### [Task to carry out]
Copy, word for word, the lines of the entries below between the one with "of the waterfall" and the one with "Target: orange leaf", inclusive, and leave out everything else.

### [Stored data]
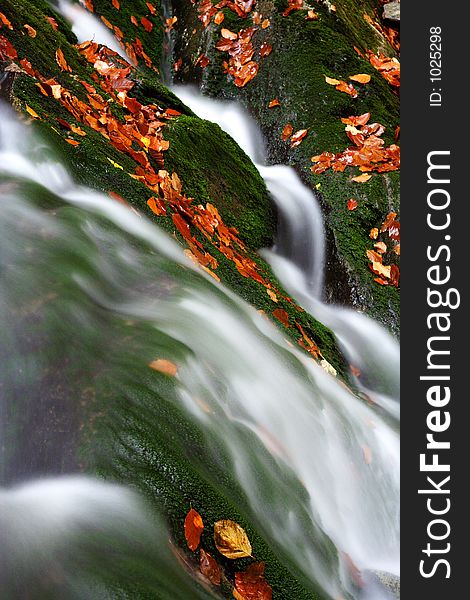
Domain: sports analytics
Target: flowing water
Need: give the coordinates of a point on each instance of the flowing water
(91, 292)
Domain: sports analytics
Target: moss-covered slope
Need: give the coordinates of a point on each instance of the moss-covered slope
(303, 52)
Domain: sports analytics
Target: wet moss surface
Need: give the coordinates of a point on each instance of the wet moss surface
(303, 53)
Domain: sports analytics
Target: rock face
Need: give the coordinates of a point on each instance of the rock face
(333, 44)
(392, 12)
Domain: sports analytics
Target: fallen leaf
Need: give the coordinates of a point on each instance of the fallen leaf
(60, 59)
(352, 204)
(311, 16)
(31, 31)
(162, 365)
(32, 112)
(251, 583)
(362, 178)
(381, 247)
(265, 49)
(219, 17)
(227, 34)
(272, 295)
(193, 528)
(332, 81)
(231, 540)
(297, 138)
(367, 454)
(287, 132)
(5, 21)
(209, 567)
(281, 315)
(360, 78)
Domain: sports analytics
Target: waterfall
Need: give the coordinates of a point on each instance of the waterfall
(96, 288)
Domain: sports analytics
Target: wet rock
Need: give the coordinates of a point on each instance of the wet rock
(392, 12)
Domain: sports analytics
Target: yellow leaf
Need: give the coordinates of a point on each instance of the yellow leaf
(360, 78)
(32, 112)
(272, 295)
(164, 366)
(231, 540)
(362, 178)
(332, 81)
(118, 166)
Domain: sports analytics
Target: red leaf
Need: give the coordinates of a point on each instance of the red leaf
(252, 585)
(282, 316)
(209, 567)
(193, 528)
(352, 204)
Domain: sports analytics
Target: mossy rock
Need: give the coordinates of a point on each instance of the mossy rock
(303, 53)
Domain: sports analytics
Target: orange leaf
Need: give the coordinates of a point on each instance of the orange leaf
(219, 17)
(362, 178)
(60, 59)
(31, 31)
(265, 49)
(193, 528)
(209, 567)
(251, 584)
(352, 204)
(332, 81)
(311, 16)
(360, 78)
(5, 21)
(287, 132)
(164, 366)
(282, 316)
(32, 112)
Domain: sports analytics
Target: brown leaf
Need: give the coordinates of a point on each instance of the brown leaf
(227, 34)
(381, 247)
(31, 31)
(60, 59)
(352, 204)
(332, 81)
(360, 78)
(251, 583)
(265, 49)
(162, 365)
(219, 17)
(281, 315)
(193, 528)
(32, 112)
(297, 138)
(231, 539)
(209, 567)
(287, 132)
(361, 178)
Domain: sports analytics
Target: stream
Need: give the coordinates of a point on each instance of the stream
(91, 292)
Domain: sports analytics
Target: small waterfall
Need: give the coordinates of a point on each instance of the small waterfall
(318, 468)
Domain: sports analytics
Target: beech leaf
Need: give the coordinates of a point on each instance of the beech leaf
(193, 528)
(231, 539)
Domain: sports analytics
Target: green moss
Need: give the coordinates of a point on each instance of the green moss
(222, 174)
(303, 53)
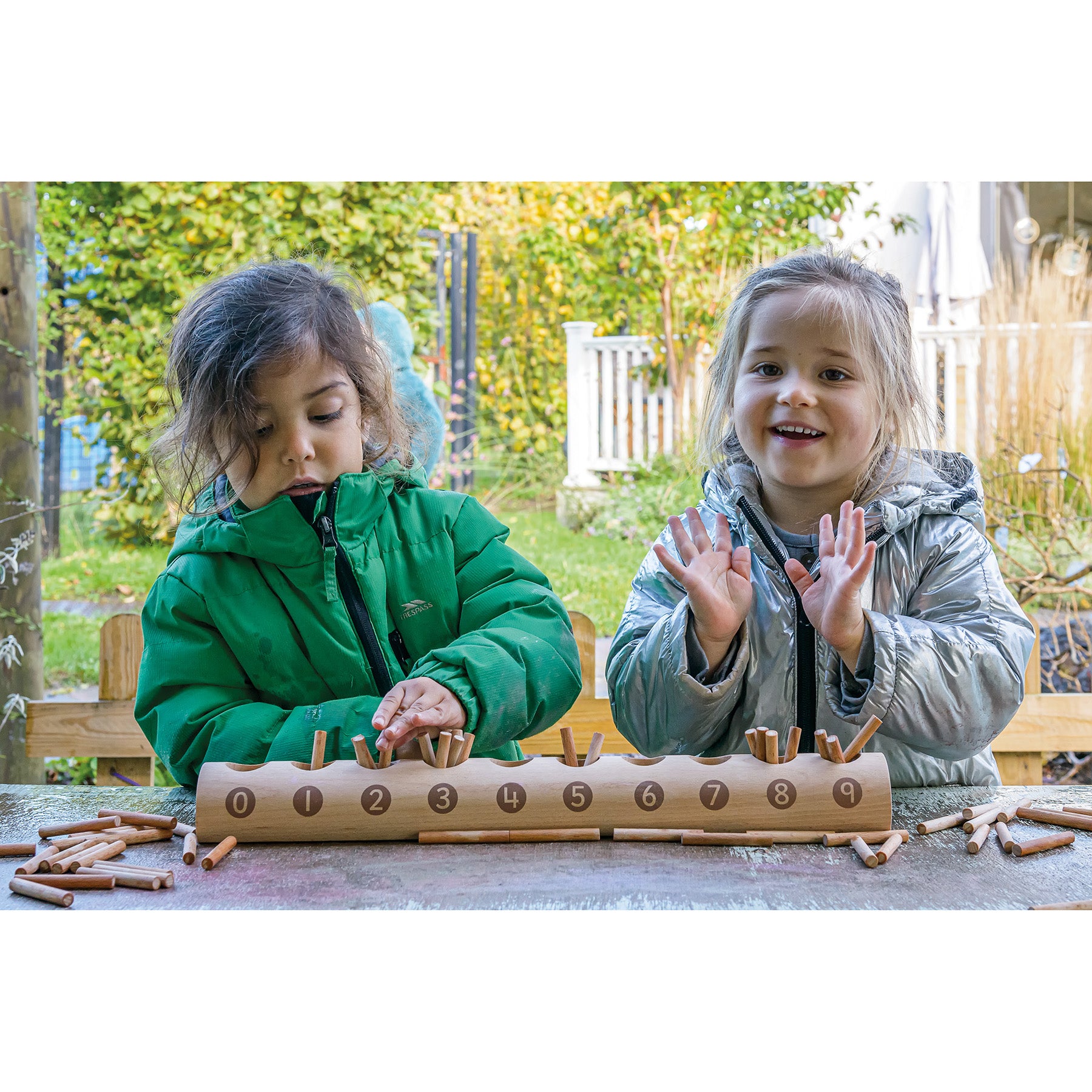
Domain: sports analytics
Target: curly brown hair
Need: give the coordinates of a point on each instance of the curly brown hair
(258, 315)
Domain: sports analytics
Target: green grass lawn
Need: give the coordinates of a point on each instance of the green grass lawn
(591, 573)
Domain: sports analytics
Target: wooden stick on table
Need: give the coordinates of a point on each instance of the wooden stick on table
(862, 737)
(771, 746)
(595, 748)
(363, 755)
(861, 846)
(39, 891)
(425, 743)
(569, 746)
(19, 849)
(218, 852)
(141, 818)
(443, 750)
(1039, 844)
(318, 749)
(889, 849)
(78, 828)
(976, 842)
(794, 743)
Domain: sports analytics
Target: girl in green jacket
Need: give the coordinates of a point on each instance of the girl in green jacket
(317, 581)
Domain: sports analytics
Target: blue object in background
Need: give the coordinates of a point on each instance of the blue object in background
(419, 403)
(79, 471)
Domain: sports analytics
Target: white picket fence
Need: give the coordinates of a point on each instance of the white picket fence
(616, 420)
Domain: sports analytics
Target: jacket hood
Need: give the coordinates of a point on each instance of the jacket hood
(278, 532)
(928, 483)
(391, 328)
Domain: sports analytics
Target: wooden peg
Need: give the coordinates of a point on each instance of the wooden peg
(442, 750)
(1039, 844)
(218, 853)
(771, 746)
(794, 743)
(22, 886)
(889, 849)
(861, 846)
(468, 745)
(425, 743)
(569, 746)
(19, 849)
(1056, 818)
(363, 755)
(595, 748)
(84, 880)
(78, 828)
(318, 749)
(862, 737)
(976, 842)
(141, 819)
(944, 823)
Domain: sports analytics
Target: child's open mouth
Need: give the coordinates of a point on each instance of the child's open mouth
(797, 436)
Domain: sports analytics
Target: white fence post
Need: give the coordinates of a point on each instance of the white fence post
(582, 431)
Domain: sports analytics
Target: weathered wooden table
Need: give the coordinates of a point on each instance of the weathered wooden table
(931, 873)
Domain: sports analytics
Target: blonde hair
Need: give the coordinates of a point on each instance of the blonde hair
(871, 306)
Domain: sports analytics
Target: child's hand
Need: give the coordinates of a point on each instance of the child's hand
(415, 708)
(832, 603)
(716, 580)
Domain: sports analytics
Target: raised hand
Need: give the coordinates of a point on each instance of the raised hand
(716, 580)
(832, 603)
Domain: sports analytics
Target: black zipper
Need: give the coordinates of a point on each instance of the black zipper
(805, 640)
(354, 601)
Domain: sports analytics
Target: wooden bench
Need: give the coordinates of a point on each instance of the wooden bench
(107, 731)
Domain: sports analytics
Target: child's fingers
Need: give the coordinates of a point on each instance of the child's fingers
(801, 578)
(390, 704)
(698, 532)
(687, 550)
(678, 571)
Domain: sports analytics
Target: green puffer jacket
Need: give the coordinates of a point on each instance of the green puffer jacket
(263, 629)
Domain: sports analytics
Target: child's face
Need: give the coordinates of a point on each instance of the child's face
(309, 435)
(797, 369)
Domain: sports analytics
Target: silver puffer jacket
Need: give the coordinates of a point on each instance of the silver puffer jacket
(942, 666)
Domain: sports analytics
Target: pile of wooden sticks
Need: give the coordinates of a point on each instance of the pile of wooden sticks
(980, 821)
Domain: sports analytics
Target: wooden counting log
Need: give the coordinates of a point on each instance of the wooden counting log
(595, 748)
(442, 750)
(771, 746)
(141, 819)
(19, 849)
(363, 755)
(976, 842)
(288, 802)
(1039, 844)
(794, 744)
(862, 737)
(318, 749)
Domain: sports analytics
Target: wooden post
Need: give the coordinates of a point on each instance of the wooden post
(20, 487)
(1025, 768)
(120, 644)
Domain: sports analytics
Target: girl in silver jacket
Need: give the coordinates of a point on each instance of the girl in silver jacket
(759, 612)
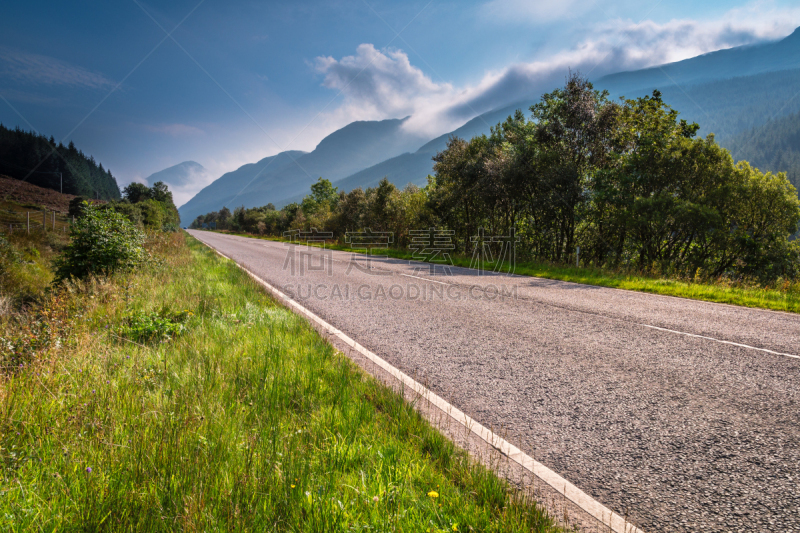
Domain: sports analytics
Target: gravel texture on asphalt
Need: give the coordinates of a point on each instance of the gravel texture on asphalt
(676, 432)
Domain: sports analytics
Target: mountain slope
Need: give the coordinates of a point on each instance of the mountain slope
(352, 148)
(733, 62)
(727, 92)
(415, 167)
(225, 189)
(38, 160)
(177, 175)
(726, 103)
(775, 147)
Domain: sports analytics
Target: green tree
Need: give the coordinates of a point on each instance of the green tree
(103, 241)
(136, 192)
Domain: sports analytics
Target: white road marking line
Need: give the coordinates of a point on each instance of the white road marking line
(603, 514)
(720, 340)
(424, 279)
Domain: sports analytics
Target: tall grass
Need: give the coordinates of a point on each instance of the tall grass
(243, 420)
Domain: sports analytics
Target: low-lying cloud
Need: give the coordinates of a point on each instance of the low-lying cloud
(24, 67)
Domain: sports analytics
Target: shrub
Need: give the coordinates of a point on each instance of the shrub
(160, 326)
(103, 241)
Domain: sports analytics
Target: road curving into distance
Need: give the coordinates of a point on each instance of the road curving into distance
(679, 414)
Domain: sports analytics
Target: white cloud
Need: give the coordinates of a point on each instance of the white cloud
(174, 130)
(33, 68)
(534, 10)
(379, 84)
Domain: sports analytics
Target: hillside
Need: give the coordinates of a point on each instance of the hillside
(775, 147)
(739, 61)
(177, 175)
(38, 160)
(727, 92)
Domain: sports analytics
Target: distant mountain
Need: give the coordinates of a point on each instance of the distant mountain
(733, 62)
(727, 92)
(225, 189)
(178, 175)
(773, 147)
(26, 155)
(354, 147)
(415, 167)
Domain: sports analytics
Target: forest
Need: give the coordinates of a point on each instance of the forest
(43, 162)
(773, 146)
(627, 182)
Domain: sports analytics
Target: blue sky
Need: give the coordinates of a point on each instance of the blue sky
(240, 80)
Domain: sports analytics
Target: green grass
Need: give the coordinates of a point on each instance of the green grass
(244, 419)
(785, 297)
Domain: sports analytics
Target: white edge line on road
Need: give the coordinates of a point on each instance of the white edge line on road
(423, 279)
(747, 346)
(720, 340)
(585, 502)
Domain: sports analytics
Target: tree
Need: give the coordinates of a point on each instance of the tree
(136, 192)
(103, 242)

### [Solution for this problem]
Need: give the coordinates of a point on each instance of the waterfall
(96, 288)
Domain: sports analytics
Target: wet rock
Need: give the coordinates of a point on each instance of the wet rock
(392, 12)
Domain: sports analytics
Target: yellow leaf
Need: give the coordinates of a point on each instance of the yellow leaf
(360, 78)
(32, 112)
(272, 295)
(164, 366)
(231, 540)
(362, 178)
(332, 81)
(118, 166)
Domain: sports analytics
Target: red leaf
Need: give the coordinates of a point on each instance of the red leaf
(252, 585)
(282, 316)
(209, 567)
(193, 528)
(352, 204)
Domain: sports analytics
Target: mossy rock
Need: give the coordinates of a point on each instance of the mossy rock
(303, 53)
Domain: sports analytics
Target: orange leaf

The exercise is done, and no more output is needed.